::: EXERCISE INPUT
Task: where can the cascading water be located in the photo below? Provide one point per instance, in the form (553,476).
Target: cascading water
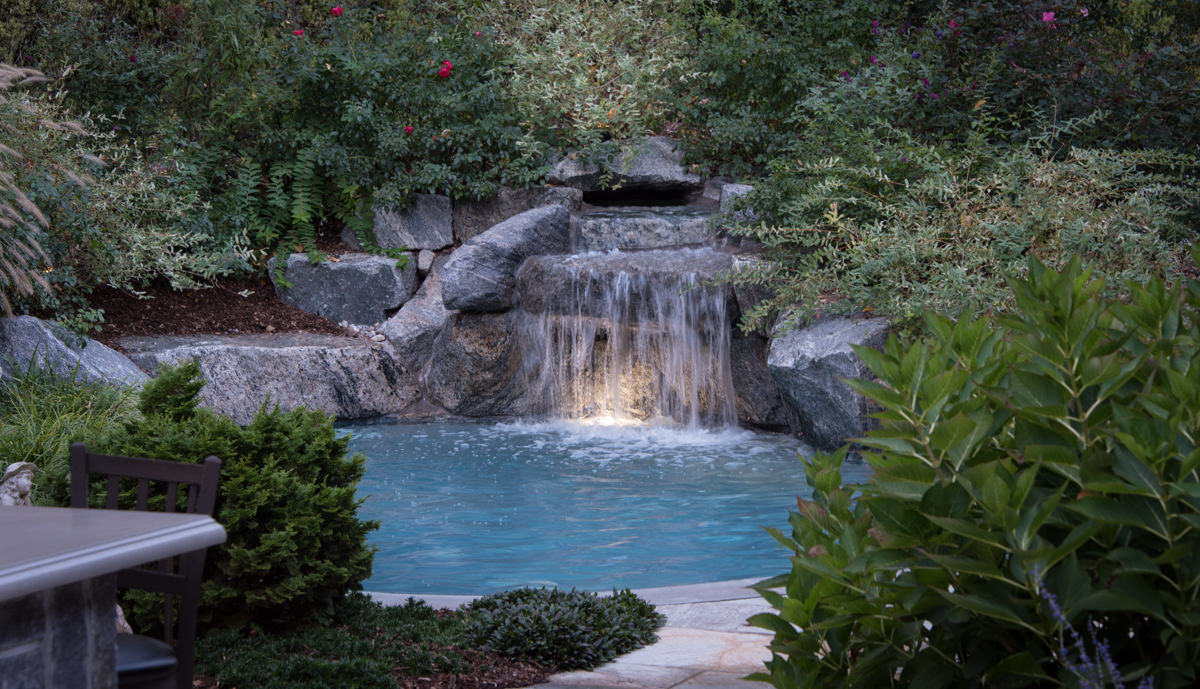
(629,336)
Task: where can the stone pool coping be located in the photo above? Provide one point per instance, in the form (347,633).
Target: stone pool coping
(688,593)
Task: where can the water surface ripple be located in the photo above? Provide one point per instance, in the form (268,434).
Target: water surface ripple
(475,508)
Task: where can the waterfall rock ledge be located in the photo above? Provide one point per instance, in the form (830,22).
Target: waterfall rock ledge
(345,377)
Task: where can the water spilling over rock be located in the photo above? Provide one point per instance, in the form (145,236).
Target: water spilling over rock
(629,336)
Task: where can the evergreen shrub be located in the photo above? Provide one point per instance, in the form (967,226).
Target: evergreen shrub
(867,210)
(367,646)
(569,630)
(287,501)
(1033,475)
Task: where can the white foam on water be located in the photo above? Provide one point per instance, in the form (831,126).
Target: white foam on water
(605,441)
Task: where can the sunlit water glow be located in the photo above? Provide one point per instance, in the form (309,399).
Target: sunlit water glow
(472,508)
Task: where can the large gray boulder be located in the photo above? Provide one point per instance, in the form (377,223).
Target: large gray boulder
(25,340)
(473,217)
(642,228)
(413,329)
(809,366)
(648,163)
(426,225)
(358,288)
(477,367)
(756,399)
(481,274)
(345,377)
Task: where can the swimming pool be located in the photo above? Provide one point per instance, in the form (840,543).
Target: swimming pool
(475,508)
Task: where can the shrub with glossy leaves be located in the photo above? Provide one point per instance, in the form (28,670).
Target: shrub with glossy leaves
(1047,456)
(569,630)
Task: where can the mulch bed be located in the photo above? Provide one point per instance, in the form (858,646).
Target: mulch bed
(491,671)
(232,306)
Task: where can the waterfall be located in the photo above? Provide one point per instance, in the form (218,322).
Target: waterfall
(625,337)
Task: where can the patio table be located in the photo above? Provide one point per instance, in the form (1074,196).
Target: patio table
(58,586)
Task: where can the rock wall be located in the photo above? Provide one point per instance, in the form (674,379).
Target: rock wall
(441,334)
(347,377)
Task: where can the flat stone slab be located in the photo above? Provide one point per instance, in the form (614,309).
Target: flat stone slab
(702,649)
(345,377)
(642,228)
(682,657)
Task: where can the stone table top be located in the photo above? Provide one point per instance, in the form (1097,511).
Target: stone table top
(45,547)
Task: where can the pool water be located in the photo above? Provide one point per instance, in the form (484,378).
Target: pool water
(477,508)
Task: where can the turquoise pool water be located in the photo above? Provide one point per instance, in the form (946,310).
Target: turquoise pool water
(475,508)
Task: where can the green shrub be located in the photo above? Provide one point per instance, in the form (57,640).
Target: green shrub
(755,61)
(585,73)
(42,413)
(84,208)
(367,646)
(569,630)
(285,119)
(1030,472)
(868,213)
(287,502)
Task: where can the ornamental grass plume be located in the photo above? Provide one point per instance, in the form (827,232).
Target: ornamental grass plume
(1092,672)
(22,257)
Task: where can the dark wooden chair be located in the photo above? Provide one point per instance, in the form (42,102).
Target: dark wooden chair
(144,661)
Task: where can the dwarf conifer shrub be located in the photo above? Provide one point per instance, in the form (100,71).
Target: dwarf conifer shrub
(570,630)
(1032,472)
(295,544)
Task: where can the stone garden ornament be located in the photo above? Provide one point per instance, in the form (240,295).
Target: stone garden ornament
(17,484)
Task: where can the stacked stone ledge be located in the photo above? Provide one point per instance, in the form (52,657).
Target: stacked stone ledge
(439,328)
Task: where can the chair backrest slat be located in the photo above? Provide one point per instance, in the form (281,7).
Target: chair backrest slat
(201,485)
(143,493)
(172,496)
(114,490)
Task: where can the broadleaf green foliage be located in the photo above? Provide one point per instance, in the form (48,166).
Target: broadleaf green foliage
(366,646)
(287,502)
(273,129)
(569,630)
(864,213)
(760,60)
(1051,449)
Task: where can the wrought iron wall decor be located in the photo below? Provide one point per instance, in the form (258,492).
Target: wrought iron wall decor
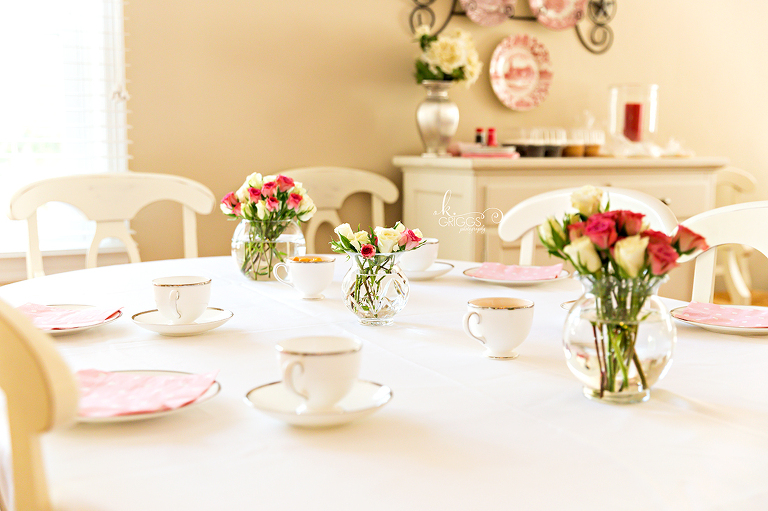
(598,38)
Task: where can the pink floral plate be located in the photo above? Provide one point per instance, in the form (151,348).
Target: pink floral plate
(488,13)
(558,14)
(521,72)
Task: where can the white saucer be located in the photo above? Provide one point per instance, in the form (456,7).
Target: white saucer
(209,394)
(69,306)
(278,402)
(437,269)
(153,320)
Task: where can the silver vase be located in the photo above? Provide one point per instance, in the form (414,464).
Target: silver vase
(437,117)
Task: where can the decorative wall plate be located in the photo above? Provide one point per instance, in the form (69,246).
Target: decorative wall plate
(558,14)
(521,72)
(488,13)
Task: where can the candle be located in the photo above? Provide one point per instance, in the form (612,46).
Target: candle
(633,121)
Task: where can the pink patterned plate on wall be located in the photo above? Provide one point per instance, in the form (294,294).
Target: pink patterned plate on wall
(488,13)
(558,14)
(521,72)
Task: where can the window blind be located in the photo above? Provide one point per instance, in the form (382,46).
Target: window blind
(63,98)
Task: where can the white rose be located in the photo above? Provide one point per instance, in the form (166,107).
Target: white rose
(583,254)
(345,230)
(359,239)
(587,200)
(388,238)
(629,254)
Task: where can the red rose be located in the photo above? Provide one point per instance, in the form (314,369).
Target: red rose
(367,251)
(663,258)
(629,222)
(602,231)
(688,241)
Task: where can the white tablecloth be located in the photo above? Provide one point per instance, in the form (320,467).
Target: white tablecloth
(462,431)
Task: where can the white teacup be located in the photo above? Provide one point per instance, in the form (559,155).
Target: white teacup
(502,324)
(421,258)
(308,274)
(320,370)
(182,300)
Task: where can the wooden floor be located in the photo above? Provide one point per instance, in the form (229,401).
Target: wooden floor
(758,298)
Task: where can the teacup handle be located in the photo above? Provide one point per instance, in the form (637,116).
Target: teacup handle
(287,272)
(288,370)
(468,330)
(174,297)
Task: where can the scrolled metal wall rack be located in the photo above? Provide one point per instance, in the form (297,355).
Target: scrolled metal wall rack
(598,38)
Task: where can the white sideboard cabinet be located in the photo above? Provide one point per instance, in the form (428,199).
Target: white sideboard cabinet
(461,200)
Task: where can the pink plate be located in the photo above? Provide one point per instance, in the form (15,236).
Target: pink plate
(521,72)
(558,14)
(488,13)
::::::
• SET TASK:
Print the whole listing above once more, word for word, without its pictures.

• FULL RESPONSE:
Task: where can the cascading water be located in the photo below? Provide one point per instance, in the form (553,476).
Target: cascading water
(629,336)
Task: where can the stone pool coping be located in the photo above? Provide one point per instance, in the form (347,633).
Target: stone pool coping
(688,593)
Task: where can the water surface ripple be located in the photo above? Provide one point per instance, in the form (268,434).
Target: water surface ripple
(475,508)
Task: where can the waterfall rock ledge be located in the photo above? Provide one point per instance, in the form (830,22).
Target: waterfall rock ledge
(345,377)
Task: where can the water spilling over rock be located in the photo above? Provide one point per instance, in the form (145,236).
Target: water spilling over rock
(629,336)
Task: where can the evergreen shrub be located in the photo above? Provide one point per instance, in the form (967,226).
Target: evergreen shrub
(867,210)
(367,646)
(569,630)
(287,501)
(1033,475)
Task: where can the white foam on water be located in the photo above? Provide one point per instance, in the form (831,126).
Target: white foam on water
(605,441)
Task: where can the sunlit water glow be located in the photo above? Provide one point per instance, in the form (309,399).
Target: sunlit water glow
(472,508)
Task: where can the large gray boulder be located in the photo above? Provide one point per instance, in the form (377,223).
Target: large gray boulder
(25,340)
(473,217)
(642,228)
(413,329)
(809,366)
(648,163)
(426,225)
(358,288)
(477,367)
(756,399)
(481,274)
(345,377)
Task: where can the swimming pool be located in the photo above? Provide one point per instance, in the form (840,543).
Target: swimming pool
(475,508)
Task: where can the shrub with glossy leaves be located in the photo above? Provide one point per instance, in the form (28,670).
Target: shrub with glossy leaves
(1047,456)
(569,630)
Task: where can the mulch bed be located in the photo above? Provide one point per instance, in the form (858,646).
Target: mulch bed
(491,671)
(232,306)
Task: where can the waterfall be located in the photo above? Provide one point per instance, in the form (218,322).
Target: waterfall
(625,337)
Task: where can the patio table be located in the photo above? Provide one point per instance, in the form (1074,196).
Target: patio table
(58,586)
Task: where can the rock wall be located in the photo above? Provide one point per instance, in the form (674,379).
Target: rock wall
(441,334)
(347,377)
Task: where can the flat stone slab be located in the photo above? Provide one point per instance, in the form (614,309).
Target: flat stone slab
(702,649)
(345,377)
(642,228)
(682,657)
Task: where can the stone table top be located in the photo above? Provide one point per instance, in the form (1097,511).
Target: stone table top
(45,547)
Task: where can the pool water be located in the photo above? Provide one point per instance, in the form (484,378).
Target: pool water
(477,508)
Task: where can the turquoise pool water be located in the photo above? Provide one point per instance, in the form (946,310).
Target: turquoise pool water
(475,508)
Task: where can the green shrub be located in the photo above? Provide one point per instance, in the form (57,640).
Target: green shrub
(755,61)
(585,73)
(42,413)
(84,208)
(367,646)
(569,630)
(285,119)
(1030,472)
(868,213)
(287,502)
Task: where can the ornamental grass plume be located in the photo above? Provide one point per instance, in the form (827,232).
Target: ornamental grass plume
(1092,672)
(22,257)
Task: where can the dark wooden chair be located in the photo above? Provide one point per instance, in the form (42,102).
Target: dark wooden chair
(144,661)
Task: where can the dwarf conifer shrub be located in the photo above? Provide one point per instance, in the form (100,71).
Target: dwarf conifer shrub
(570,630)
(1032,472)
(295,544)
Task: where can the stone garden ornament be located in the photo above? Provide one point per instance, in the form (240,295).
Target: stone garden ornament
(17,484)
Task: where can the stacked stone ledge be located in the photo above? Provide one point per instance, in the form (52,657).
Target: stacked stone ledge
(439,328)
Task: where can the chair backrest slat be located in the photo above? Provide one point per instance, in the form (281,7).
Target: chair backrest slat
(201,485)
(143,493)
(172,496)
(114,490)
Task: where can the broadleaf green foliage be located in the photo above? Provide one point per instance, in the form (48,166).
Target: broadleaf green foliage
(366,646)
(287,502)
(273,129)
(569,630)
(864,213)
(760,60)
(1051,449)
Task: where can the wrought iron wall decor be located in the photo below? Provide one point per instance, in the form (258,492).
Target: wrought iron wall decor
(598,38)
Task: where can the pink floral plate be located in the photo above? Provide one point per instance, in the form (151,348).
Target: pink floral plate
(488,13)
(558,14)
(521,72)
Task: where can the white saucer be located in the photo above? Provide one point per instance, in the form (456,7).
Target: white saucer
(209,394)
(69,306)
(278,402)
(437,269)
(153,320)
Task: where can the silver vase be located in the photo above? Provide one point per instance, in the form (414,464).
Target: silver vase
(437,117)
Task: where can the decorative wall plate be located in the photo above? Provide one point per instance, in the form (69,246).
Target: decorative wall plate
(558,14)
(521,72)
(488,13)
Task: where can the candle be located in the photo above? Provide one point per instance, in the form (612,46).
Target: candle
(633,121)
Task: where can the pink patterned plate on wall be located in the photo above? Provide one point per instance, in the form (294,294).
Target: pink patterned plate on wall
(488,13)
(558,14)
(521,72)
Task: where can the window blind be located in the photo above? Provide one point per instance, in the form (382,46).
Target: window blind
(63,98)
Task: where can the white rose be located in the photo above? Provide one point per instance, in the form (166,107).
Target: white rose
(583,254)
(345,230)
(359,239)
(587,200)
(388,238)
(629,254)
Task: where can the red rose be located in the photo above? Provide one point per instance, in the form (314,369).
Target: red rose
(367,251)
(663,258)
(629,222)
(602,231)
(688,241)
Task: where can the white tablecloth be located in the photo above? Provide one point per instance, in the form (320,467).
Target: white tablecloth
(462,431)
Task: where can the white teacup be located in the photo above? Provide one point per instance, in the form (559,155).
Target: white teacup
(502,324)
(421,258)
(308,274)
(320,370)
(182,300)
Task: where can the wooden floor be located in the photo above? Provide one point per instance, in the form (229,401).
Target: wooden floor
(758,298)
Task: where can the teacup handle be located in the photo above? Provide one point per instance, in the form (637,116).
Target: teacup handle
(287,272)
(288,370)
(468,330)
(174,297)
Task: where can the scrolled metal wall rack be located in the photo above? Provide one point per instance, in the form (297,355).
Target: scrolled metal wall rack
(598,38)
Task: where can the white sideboard cabinet be located in the photo above? Provide one point per instance, in the form (428,199).
Target: white sideboard cabinet
(461,200)
Task: where can the pink plate be located in the photo above? Provide one point per instance, in the form (15,236).
Target: pink plate
(521,72)
(558,14)
(488,13)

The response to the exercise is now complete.